▶ **TASK DIRECTIONS**
Pick out each line of the listing below that includes the string "pair". Copy those lines and nothing else.

start GIVEN INFORMATION

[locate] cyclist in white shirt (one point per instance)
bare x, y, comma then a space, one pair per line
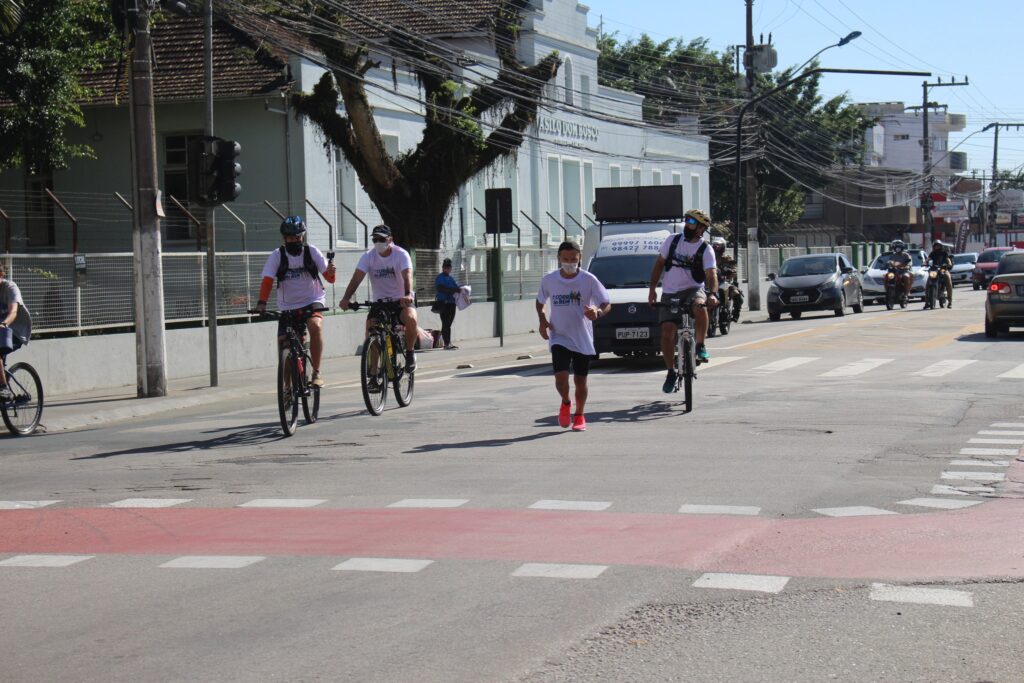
390, 270
297, 268
577, 297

end GIVEN INFORMATION

▶ **COMPLETE OUTPUT**
bare x, y, comma then a space, one pair per line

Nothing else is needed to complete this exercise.